WORK TO COMPLETE. Scan the records below and copy every line that contains the string "player".

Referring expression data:
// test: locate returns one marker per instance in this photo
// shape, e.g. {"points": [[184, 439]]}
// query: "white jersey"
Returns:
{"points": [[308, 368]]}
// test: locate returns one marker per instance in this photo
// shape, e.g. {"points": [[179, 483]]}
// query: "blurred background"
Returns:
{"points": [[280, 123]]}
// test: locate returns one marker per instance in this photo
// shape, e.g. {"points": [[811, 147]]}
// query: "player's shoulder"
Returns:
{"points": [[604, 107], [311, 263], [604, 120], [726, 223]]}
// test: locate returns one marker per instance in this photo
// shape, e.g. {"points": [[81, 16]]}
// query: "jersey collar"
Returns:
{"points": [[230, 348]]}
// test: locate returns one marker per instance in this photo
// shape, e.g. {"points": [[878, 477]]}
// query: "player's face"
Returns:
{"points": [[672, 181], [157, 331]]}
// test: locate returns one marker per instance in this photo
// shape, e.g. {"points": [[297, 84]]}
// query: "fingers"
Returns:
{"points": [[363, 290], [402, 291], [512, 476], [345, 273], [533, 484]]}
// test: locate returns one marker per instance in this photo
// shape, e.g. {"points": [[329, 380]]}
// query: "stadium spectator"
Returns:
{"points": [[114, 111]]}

...

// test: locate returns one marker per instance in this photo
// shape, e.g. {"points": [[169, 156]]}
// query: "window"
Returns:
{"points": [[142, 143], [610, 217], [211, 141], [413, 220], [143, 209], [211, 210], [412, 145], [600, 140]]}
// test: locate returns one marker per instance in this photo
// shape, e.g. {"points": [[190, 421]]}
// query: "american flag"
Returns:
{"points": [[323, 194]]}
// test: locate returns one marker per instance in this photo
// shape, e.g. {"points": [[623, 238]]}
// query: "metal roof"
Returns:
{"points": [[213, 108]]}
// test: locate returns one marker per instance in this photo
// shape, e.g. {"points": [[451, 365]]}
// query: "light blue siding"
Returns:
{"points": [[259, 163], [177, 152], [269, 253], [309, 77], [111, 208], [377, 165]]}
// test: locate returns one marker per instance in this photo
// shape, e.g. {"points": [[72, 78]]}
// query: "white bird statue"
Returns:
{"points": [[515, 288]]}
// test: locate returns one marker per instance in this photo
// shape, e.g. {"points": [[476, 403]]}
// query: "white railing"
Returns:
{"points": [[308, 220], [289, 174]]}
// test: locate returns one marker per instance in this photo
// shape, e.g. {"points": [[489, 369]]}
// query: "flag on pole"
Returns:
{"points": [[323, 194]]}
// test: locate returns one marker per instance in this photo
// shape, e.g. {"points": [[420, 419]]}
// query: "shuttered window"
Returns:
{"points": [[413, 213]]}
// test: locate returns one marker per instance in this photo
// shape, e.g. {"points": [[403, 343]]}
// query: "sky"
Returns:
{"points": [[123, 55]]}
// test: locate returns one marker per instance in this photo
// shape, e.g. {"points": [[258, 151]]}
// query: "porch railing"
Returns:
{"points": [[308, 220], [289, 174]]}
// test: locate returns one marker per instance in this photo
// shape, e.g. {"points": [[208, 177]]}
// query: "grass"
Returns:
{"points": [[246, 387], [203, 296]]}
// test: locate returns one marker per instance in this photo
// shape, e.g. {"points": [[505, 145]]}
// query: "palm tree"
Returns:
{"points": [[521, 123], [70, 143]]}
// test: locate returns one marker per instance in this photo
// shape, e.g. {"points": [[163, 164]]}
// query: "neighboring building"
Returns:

ANSWER BOX.
// query: "player's shoulder"
// query: "player's face"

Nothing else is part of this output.